• **Problem statement**: Would you set down every entry again, exactly as written?

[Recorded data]
────────────────

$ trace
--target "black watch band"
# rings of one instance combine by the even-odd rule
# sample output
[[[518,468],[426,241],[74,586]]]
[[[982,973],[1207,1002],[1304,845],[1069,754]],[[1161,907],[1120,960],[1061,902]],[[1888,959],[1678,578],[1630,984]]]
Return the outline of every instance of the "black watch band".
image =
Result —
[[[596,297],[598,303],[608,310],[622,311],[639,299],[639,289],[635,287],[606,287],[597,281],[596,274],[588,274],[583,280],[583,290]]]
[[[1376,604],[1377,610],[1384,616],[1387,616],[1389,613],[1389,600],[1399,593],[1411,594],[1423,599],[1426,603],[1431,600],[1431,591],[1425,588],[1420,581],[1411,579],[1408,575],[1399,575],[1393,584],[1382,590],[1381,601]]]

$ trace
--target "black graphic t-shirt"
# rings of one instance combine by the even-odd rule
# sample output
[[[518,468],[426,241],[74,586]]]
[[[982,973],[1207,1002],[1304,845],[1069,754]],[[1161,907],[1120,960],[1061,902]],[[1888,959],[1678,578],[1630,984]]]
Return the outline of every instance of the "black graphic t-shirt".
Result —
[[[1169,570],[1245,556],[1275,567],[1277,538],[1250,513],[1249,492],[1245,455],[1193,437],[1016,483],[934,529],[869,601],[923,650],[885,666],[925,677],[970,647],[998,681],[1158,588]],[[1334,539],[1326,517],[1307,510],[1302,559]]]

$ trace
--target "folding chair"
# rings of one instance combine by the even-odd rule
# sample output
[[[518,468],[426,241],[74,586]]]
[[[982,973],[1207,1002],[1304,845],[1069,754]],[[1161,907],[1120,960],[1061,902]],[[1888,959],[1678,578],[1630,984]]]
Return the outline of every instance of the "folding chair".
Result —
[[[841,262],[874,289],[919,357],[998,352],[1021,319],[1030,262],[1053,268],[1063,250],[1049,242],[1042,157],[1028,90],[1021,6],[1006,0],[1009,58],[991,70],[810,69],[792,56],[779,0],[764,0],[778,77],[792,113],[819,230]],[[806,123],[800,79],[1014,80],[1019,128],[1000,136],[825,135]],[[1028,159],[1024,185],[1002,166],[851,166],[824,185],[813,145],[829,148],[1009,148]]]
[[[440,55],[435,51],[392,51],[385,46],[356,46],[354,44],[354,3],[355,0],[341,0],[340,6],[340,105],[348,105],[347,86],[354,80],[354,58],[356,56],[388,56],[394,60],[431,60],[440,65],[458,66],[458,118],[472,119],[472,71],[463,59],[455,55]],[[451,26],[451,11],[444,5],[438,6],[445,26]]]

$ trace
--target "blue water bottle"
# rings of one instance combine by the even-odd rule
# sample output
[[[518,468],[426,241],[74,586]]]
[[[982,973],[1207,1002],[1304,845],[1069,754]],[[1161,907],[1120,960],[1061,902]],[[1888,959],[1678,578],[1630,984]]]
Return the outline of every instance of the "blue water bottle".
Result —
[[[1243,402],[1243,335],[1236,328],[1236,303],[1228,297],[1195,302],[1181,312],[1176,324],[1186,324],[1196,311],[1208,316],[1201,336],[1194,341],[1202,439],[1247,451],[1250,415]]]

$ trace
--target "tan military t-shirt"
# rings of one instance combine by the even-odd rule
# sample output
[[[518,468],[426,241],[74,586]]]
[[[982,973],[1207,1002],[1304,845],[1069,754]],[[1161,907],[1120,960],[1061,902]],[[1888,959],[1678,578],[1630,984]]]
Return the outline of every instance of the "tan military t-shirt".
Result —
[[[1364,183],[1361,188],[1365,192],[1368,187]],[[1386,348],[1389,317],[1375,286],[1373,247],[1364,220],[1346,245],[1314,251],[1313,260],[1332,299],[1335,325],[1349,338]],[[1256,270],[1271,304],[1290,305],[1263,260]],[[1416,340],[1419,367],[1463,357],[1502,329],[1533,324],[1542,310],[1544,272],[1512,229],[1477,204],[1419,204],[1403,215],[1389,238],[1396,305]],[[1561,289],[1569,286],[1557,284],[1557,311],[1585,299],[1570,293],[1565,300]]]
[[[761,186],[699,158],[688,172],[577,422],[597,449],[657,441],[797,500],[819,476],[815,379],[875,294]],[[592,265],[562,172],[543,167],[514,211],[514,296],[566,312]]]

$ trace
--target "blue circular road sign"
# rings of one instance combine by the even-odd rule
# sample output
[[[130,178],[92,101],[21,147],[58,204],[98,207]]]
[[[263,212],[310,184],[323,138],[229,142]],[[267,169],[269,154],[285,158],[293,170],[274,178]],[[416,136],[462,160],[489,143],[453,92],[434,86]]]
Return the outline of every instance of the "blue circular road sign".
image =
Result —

────────────────

• **Problem solution**:
$ trace
--target "black watch band"
# rings of one instance combine by the even-odd rule
# sample output
[[[518,468],[426,241],[74,586]]]
[[[982,973],[1207,1002],[1304,845],[1069,754]],[[1161,907],[1120,960],[1061,902]],[[1888,959],[1678,578],[1630,984]]]
Return the outline of every instance of the "black watch band".
image =
Result —
[[[596,297],[598,303],[608,310],[622,311],[639,299],[639,289],[635,287],[606,287],[597,281],[596,274],[588,274],[583,280],[583,290]]]
[[[1376,604],[1377,610],[1384,616],[1387,616],[1389,613],[1389,600],[1399,593],[1411,594],[1423,599],[1426,603],[1431,600],[1431,591],[1425,588],[1420,581],[1411,579],[1408,575],[1399,575],[1393,584],[1382,590],[1381,601]]]

$ trace
--target "black graphic t-shirt"
# rings of one instance combine by the even-odd rule
# sample output
[[[518,468],[426,241],[74,586]]]
[[[982,973],[1207,1002],[1304,845],[1069,754]],[[1161,907],[1120,960],[1061,902]],[[1888,959],[1678,578],[1630,984]]]
Return the outline of every instance of the "black graphic t-shirt".
Result —
[[[1169,570],[1245,556],[1275,567],[1277,538],[1250,513],[1249,492],[1245,455],[1193,437],[1016,483],[934,529],[869,601],[923,650],[885,666],[925,677],[970,647],[998,681],[1158,588]],[[1334,539],[1326,517],[1307,510],[1302,559]]]

$ trace
--target "folding chair"
# rings of one instance combine by the even-odd rule
# sample output
[[[518,468],[426,241],[74,586]]]
[[[982,973],[1207,1002],[1304,845],[1069,754]],[[1161,907],[1120,960],[1061,902]],[[1888,959],[1678,578],[1630,984]]]
Return the outline of every instance of the "folding chair".
Result —
[[[841,262],[874,289],[919,357],[998,352],[1021,319],[1030,262],[1053,268],[1063,250],[1049,242],[1042,157],[1028,90],[1021,6],[1006,0],[1009,58],[991,70],[810,69],[792,56],[779,0],[764,0],[778,77],[792,113],[819,230]],[[806,123],[800,79],[1014,80],[1019,128],[1000,136],[825,135]],[[1028,159],[1024,185],[1002,166],[851,166],[824,185],[813,145],[829,148],[1009,148]]]
[[[440,55],[435,51],[392,51],[385,46],[356,46],[354,44],[354,3],[355,0],[341,0],[340,6],[340,105],[348,105],[347,86],[354,80],[354,58],[356,56],[388,56],[394,60],[431,60],[440,65],[458,66],[458,118],[472,119],[472,71],[463,59],[455,55]],[[451,26],[451,11],[444,5],[438,6],[445,26]]]

$ trace
--target "blue water bottle"
# rings of one instance combine by the even-odd rule
# sample output
[[[518,468],[426,241],[74,586]]]
[[[982,973],[1207,1002],[1304,845],[1069,754]],[[1161,907],[1120,960],[1061,902]],[[1888,959],[1678,578],[1630,984]]]
Return the outline of every instance of the "blue water bottle".
Result —
[[[1243,402],[1243,335],[1236,328],[1236,303],[1228,297],[1195,302],[1181,312],[1176,324],[1186,324],[1196,311],[1208,316],[1201,336],[1194,341],[1202,439],[1247,451],[1250,415]]]

$ trace
--target "tan military t-shirt"
# rings of one instance combine by the even-odd rule
# sample output
[[[518,468],[426,241],[74,586]]]
[[[982,973],[1207,1002],[1304,845],[1069,754]],[[1161,907],[1120,960],[1061,902]],[[1888,959],[1678,578],[1630,984]]]
Return the outline of every instance of the "tan military t-shirt".
Result —
[[[1364,183],[1361,188],[1365,192],[1368,187]],[[1386,348],[1389,317],[1375,286],[1373,247],[1364,220],[1346,245],[1314,251],[1313,260],[1332,299],[1335,325],[1349,338]],[[1256,270],[1271,304],[1290,305],[1263,260]],[[1416,340],[1419,367],[1463,357],[1502,329],[1533,324],[1542,310],[1544,272],[1512,229],[1477,204],[1419,204],[1403,215],[1389,238],[1396,305]],[[1561,289],[1569,286],[1557,284],[1557,311],[1585,299],[1570,293],[1565,300]]]
[[[761,186],[699,158],[688,172],[577,422],[597,449],[657,441],[797,500],[819,476],[815,379],[875,294]],[[592,265],[562,172],[543,167],[514,211],[514,296],[566,312]]]

$ trace
--target "blue circular road sign"
# rings of one instance combine by the even-odd rule
# sample output
[[[130,178],[92,101],[21,147],[58,204],[98,207]]]
[[[263,212],[310,184],[323,138],[229,142]],[[267,169],[269,154],[285,158],[293,170],[274,178]],[[416,136],[462,160],[489,143],[453,92],[434,86]]]
Return the outline of every instance of the "blue circular road sign".
image =
Result —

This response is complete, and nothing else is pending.